> GIVEN PROBLEM:
Tally how many lines in the records contain the string "Mark" with matching case. Reply with only the number.

Extracted records:
▬▬▬▬▬▬▬▬▬▬
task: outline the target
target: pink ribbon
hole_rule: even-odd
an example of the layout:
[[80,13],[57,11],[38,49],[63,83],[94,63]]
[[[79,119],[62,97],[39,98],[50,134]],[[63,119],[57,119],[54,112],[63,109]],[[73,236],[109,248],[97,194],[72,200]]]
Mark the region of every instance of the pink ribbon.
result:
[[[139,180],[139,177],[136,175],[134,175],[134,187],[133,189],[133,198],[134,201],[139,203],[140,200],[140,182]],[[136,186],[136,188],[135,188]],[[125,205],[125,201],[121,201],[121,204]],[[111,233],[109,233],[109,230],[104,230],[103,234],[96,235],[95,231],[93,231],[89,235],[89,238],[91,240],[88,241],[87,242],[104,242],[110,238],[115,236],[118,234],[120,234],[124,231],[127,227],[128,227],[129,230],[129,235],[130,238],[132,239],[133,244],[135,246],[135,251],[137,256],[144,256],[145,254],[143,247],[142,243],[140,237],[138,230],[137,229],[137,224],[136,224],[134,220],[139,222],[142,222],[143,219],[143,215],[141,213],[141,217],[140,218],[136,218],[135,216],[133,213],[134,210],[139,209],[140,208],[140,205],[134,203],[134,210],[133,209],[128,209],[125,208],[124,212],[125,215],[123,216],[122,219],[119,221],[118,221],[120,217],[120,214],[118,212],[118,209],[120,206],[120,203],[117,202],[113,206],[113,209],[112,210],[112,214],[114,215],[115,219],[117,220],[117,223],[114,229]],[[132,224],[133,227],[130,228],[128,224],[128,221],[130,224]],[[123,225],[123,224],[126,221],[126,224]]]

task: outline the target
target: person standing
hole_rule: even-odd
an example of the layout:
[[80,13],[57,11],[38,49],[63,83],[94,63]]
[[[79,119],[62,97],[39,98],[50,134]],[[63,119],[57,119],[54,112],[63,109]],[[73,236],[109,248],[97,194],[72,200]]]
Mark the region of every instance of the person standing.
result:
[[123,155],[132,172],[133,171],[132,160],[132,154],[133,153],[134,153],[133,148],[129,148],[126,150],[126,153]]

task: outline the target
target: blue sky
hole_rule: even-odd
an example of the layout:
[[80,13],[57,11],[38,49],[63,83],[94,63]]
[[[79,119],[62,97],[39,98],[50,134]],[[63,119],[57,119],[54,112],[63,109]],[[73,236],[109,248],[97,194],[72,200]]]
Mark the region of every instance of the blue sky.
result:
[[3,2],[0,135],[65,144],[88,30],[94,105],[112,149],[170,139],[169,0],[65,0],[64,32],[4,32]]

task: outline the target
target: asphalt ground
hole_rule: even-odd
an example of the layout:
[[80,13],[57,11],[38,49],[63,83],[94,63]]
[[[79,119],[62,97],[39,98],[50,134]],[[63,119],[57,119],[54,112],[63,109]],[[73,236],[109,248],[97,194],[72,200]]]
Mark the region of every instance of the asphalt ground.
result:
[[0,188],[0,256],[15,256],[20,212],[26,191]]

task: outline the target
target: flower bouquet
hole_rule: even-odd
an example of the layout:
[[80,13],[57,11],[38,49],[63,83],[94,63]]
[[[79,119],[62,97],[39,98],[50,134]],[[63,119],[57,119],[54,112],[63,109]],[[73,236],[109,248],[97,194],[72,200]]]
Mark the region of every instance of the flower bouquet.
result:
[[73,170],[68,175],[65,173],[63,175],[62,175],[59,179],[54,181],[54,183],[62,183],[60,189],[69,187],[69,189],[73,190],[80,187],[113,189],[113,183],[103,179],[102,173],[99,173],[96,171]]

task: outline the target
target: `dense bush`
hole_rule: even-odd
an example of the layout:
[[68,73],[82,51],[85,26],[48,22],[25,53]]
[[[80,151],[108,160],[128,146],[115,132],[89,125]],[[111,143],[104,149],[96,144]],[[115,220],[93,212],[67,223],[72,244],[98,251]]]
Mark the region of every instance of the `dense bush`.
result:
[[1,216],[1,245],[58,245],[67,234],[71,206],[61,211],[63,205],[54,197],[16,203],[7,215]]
▬▬▬▬▬▬▬▬▬▬
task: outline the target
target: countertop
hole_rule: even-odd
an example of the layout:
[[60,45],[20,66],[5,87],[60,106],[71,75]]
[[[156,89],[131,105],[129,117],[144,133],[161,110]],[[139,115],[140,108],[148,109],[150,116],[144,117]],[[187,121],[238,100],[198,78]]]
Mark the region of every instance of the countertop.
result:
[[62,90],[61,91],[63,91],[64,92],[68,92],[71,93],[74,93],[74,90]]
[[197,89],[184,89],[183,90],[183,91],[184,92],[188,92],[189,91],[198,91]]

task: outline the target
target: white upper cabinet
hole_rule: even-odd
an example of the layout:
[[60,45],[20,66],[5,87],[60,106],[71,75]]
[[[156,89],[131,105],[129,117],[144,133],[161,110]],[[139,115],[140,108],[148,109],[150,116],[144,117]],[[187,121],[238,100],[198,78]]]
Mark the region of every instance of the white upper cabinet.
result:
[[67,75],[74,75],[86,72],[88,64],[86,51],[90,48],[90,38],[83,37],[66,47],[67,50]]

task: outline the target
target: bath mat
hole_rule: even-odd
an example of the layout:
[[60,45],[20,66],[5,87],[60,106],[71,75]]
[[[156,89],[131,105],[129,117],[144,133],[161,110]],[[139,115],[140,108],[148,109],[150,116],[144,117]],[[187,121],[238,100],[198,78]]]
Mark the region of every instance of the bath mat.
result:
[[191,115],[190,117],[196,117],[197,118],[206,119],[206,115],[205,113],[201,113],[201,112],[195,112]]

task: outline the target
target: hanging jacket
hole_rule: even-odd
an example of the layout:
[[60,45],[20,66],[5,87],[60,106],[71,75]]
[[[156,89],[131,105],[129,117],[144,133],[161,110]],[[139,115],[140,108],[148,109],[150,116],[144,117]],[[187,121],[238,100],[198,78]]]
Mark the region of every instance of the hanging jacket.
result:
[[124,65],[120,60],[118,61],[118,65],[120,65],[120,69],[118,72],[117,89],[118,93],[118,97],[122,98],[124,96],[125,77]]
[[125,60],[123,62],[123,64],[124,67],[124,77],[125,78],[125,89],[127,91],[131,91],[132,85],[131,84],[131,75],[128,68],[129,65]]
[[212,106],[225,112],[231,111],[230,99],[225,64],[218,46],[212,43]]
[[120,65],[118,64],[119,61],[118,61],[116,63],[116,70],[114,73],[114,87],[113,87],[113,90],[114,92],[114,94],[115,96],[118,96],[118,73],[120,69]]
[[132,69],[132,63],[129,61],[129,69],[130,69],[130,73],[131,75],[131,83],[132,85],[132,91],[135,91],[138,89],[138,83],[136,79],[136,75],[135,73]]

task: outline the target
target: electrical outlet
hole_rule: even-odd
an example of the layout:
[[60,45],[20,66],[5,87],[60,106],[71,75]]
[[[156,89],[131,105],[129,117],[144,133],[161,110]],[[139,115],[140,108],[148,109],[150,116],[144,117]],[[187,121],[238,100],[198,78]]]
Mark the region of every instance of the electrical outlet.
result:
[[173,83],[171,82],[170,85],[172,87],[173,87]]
▬▬▬▬▬▬▬▬▬▬
> TASK RESPONSE:
11